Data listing
▶

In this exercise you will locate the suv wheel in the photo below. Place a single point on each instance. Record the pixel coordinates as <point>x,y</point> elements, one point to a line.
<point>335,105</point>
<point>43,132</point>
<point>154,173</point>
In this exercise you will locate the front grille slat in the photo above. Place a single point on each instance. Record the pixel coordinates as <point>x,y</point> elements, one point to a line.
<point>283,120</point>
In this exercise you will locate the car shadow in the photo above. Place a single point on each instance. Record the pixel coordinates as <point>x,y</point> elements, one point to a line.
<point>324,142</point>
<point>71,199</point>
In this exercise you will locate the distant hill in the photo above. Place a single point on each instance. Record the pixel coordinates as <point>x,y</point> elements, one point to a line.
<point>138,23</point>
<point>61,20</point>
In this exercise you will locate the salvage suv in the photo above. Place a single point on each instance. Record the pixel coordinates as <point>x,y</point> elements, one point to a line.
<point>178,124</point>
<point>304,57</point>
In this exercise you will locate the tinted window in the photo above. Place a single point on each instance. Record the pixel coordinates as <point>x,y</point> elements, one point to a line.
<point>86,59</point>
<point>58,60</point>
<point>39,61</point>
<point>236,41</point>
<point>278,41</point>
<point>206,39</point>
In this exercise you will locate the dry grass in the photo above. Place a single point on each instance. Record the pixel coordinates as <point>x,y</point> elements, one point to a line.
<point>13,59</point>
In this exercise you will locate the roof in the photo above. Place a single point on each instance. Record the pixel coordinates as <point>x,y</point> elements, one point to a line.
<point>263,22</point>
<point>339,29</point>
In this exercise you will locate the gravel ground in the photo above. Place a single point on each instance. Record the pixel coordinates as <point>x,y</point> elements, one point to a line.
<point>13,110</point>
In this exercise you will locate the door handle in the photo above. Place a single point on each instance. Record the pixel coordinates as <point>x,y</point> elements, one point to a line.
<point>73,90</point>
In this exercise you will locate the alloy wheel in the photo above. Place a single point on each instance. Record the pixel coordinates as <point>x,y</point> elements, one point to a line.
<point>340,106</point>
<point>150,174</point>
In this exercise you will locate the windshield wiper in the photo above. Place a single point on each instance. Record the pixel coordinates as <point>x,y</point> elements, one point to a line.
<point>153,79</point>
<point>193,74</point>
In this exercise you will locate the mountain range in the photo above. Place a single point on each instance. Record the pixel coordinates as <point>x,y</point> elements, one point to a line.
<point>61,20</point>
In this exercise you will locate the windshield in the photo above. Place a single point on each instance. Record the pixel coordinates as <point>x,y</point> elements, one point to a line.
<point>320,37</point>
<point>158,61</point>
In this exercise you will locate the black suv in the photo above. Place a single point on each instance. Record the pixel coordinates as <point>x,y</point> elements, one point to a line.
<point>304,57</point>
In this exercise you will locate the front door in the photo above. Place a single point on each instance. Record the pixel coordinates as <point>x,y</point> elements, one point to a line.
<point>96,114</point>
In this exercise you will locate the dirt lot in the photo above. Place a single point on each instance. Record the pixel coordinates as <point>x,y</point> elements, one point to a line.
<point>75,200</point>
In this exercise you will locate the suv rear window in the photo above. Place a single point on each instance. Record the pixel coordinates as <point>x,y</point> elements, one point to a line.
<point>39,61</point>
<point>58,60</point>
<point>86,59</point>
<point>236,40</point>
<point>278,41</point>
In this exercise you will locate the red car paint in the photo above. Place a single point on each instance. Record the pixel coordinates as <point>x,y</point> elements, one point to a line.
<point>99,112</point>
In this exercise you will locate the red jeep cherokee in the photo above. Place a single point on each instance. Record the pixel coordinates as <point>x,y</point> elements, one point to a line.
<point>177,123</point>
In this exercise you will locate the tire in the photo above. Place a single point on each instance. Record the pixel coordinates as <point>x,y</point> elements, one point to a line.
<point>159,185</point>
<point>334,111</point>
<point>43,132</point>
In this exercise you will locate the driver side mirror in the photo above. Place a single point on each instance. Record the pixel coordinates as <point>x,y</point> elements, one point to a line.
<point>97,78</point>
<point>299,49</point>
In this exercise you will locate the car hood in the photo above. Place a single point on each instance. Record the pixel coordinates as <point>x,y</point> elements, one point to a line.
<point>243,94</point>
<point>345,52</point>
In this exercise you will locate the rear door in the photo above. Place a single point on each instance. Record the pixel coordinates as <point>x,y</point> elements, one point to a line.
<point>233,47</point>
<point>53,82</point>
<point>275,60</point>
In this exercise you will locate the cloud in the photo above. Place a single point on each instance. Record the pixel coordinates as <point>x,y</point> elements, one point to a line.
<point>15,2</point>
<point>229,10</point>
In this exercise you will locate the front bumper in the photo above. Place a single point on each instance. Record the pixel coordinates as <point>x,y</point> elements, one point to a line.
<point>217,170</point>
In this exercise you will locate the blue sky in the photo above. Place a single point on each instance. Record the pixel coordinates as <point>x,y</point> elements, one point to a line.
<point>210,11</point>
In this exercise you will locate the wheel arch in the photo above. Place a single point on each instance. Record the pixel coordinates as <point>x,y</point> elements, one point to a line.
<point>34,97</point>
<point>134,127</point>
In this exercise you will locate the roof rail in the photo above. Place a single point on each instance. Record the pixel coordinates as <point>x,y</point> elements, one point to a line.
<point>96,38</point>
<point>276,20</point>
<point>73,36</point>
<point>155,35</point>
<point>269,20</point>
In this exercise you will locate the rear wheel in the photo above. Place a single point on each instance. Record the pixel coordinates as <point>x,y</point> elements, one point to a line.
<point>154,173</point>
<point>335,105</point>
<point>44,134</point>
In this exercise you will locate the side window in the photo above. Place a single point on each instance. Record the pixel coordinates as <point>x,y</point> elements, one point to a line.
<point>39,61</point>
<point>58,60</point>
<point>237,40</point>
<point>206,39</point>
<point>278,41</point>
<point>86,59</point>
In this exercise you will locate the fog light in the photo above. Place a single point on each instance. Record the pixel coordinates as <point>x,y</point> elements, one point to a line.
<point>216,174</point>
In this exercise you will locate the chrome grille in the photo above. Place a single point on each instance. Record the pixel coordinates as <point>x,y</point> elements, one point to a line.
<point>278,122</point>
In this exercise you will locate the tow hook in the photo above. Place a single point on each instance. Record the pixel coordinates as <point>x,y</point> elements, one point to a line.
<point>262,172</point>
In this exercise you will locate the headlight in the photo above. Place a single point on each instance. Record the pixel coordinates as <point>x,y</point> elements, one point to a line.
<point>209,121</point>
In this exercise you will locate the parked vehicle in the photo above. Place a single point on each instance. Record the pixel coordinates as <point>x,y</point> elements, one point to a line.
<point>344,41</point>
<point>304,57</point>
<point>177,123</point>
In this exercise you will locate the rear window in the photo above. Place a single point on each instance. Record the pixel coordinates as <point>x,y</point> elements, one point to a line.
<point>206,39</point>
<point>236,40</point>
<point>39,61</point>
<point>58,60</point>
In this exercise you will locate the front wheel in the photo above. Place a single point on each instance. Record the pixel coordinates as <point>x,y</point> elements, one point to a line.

◀

Reproduce everything from the line containing "In this exercise you will locate the front bumper" down to the line containing "<point>262,172</point>", renaming "pixel coordinates" to "image coordinates" wherever it occurs and changing nothing else.

In this exercise you will locate the front bumper in the photo above. Place a single point on each instance. Record the image coordinates as <point>x,y</point> elements, one point to a line.
<point>217,170</point>
In this exercise you will locate the blue sky in the photo above. Place a single point on each instance. Record the image coordinates as <point>x,y</point> elements, one point to a line.
<point>210,11</point>
In this exercise you will locate the wheel arch in the photo above. Place a single point on each instance. Record the image coordinates as <point>x,y</point> elements, one point to a line.
<point>34,97</point>
<point>134,127</point>
In this exercise you will locate the roof rail in the photo above. Place a single point on each instance. Record the image coordinates as <point>x,y</point> elements, one point to a line.
<point>96,38</point>
<point>276,20</point>
<point>73,36</point>
<point>155,35</point>
<point>269,20</point>
In this exercise you will locate the rear wheel in the photo above. Place a single point on each instance. Record the image coordinates as <point>x,y</point> elements, one point to a line.
<point>154,173</point>
<point>335,105</point>
<point>44,134</point>
In this exercise you will locate the side window in the photo above. Place a single point on each instance. Record the image coordinates as <point>x,y</point> elements, one point to a line.
<point>39,61</point>
<point>58,60</point>
<point>237,40</point>
<point>206,39</point>
<point>278,41</point>
<point>86,59</point>
In this exercise you will locate the fog light in the photo above. Place a single point on each instance. Record the image coordinates as <point>x,y</point> elements, one point to a line.
<point>216,174</point>
In this exercise you will locate the chrome grille in the photo above. Place a single point on each instance. Record the image coordinates as <point>x,y</point> elements, one point to a line.
<point>278,122</point>
In this exercise you will locate the tow hook in the photo above. Place a single point on each instance. Record the image coordinates as <point>x,y</point> elements, one point to a line.
<point>262,172</point>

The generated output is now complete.